The prospective lower tier participant certifies, by submission of
this proposal, that neither it nor its principals is presently
debarred, suspended, proposed for debarment, declared ineligible,
or voluntarily excluded from participating in covered transactions
by any Federal department or agency. 2. Where the prospective lower
tier participant is unable to certify to any of the statements in
this certification, such prospective participant shall attach an
explanation to this proposal. * * * * * XI. CERTIFICATION REGARDING
USE OF CONTRACT FUNDS FOR LOBBYING This provision is applicable to
all Federal-aid construction contracts and to all related
subcontracts which exceed $100,000 (49 CFR 20). 1. The prospective
participant certifies, by signing and submitting this bid or
proposal, to the best of his or her knowledge and belief, that: a.

* _Given data_

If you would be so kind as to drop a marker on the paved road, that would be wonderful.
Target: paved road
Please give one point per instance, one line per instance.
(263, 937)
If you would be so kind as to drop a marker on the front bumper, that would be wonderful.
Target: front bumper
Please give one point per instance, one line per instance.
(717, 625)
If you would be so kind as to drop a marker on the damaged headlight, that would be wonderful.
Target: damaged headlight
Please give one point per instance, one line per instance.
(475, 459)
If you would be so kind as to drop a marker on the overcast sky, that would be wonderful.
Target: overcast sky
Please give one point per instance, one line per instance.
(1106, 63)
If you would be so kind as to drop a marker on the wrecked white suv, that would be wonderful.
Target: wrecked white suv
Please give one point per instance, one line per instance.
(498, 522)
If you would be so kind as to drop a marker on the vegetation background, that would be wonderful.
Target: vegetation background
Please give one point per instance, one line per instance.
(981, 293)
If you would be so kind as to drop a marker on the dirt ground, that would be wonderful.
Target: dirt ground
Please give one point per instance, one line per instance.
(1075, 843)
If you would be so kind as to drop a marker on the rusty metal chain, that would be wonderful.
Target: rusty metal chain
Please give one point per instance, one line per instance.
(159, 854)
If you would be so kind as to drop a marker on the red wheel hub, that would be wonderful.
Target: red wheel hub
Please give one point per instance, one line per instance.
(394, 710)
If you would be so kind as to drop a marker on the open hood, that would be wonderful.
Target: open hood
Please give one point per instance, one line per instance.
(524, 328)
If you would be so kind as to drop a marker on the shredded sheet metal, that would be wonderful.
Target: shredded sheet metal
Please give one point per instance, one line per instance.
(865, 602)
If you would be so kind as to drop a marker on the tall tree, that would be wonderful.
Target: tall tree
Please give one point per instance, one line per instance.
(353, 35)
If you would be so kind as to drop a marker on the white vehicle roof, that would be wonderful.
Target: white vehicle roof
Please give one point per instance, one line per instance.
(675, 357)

* _Goal of the exercise_
Rewrite the certification text from "The prospective lower tier" through "belief, that: a.", putting "application" wherever "proposal" appears.

* _Answer to this exercise_
The prospective lower tier participant certifies, by submission of
this application, that neither it nor its principals is presently
debarred, suspended, proposed for debarment, declared ineligible,
or voluntarily excluded from participating in covered transactions
by any Federal department or agency. 2. Where the prospective lower
tier participant is unable to certify to any of the statements in
this certification, such prospective participant shall attach an
explanation to this application. * * * * * XI. CERTIFICATION REGARDING
USE OF CONTRACT FUNDS FOR LOBBYING This provision is applicable to
all Federal-aid construction contracts and to all related
subcontracts which exceed $100,000 (49 CFR 20). 1. The prospective
participant certifies, by signing and submitting this bid or
application, to the best of his or her knowledge and belief, that: a.